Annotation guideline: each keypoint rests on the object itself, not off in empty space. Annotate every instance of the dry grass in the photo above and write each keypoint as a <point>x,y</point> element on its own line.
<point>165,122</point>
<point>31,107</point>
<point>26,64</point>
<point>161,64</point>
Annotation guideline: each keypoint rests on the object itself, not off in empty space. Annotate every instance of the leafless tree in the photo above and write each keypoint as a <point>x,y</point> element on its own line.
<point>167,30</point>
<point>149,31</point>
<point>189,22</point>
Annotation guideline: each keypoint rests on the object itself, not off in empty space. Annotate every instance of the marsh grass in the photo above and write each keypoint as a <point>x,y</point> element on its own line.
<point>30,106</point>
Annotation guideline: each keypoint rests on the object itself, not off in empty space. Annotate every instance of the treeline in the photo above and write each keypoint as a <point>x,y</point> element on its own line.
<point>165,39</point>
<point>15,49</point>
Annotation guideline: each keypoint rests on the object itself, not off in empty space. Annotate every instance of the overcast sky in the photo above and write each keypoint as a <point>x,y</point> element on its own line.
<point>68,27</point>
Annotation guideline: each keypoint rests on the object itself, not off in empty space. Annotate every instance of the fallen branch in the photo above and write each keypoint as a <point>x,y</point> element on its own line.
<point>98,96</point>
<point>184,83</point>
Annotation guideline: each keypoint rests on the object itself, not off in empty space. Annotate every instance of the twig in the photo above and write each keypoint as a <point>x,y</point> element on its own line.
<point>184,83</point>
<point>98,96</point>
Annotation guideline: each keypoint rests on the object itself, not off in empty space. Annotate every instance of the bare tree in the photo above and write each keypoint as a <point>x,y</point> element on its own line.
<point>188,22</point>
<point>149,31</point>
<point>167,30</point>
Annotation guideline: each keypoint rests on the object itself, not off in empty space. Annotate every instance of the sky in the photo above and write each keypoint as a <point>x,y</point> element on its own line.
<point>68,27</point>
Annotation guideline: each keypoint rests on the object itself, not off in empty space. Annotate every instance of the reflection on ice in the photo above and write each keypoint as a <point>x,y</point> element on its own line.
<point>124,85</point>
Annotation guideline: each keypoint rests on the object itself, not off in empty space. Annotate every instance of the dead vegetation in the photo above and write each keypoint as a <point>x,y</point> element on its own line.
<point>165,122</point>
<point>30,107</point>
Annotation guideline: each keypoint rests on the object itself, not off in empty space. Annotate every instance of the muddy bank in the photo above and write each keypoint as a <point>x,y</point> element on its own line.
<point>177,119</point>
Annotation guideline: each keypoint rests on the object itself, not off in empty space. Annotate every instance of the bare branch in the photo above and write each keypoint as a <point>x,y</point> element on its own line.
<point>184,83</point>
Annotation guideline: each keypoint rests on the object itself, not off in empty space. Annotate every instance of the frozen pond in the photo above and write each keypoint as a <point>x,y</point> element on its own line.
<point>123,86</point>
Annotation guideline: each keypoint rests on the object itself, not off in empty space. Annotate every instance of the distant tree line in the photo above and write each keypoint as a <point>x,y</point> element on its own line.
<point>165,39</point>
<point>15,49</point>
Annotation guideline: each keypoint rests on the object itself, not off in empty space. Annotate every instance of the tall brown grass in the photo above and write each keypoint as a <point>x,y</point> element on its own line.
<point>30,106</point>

########

(Task statement) No line before the one containing "of the tall" should be copied; restate that line and all the rest through the end of the data above word for word.

(Written answer)
Annotation guideline: each keypoint rests on the object itself, not off in empty space. Annotate every instance of the tall brown grass in the photo above and write each keypoint as a <point>x,y</point> element on its own line.
<point>30,106</point>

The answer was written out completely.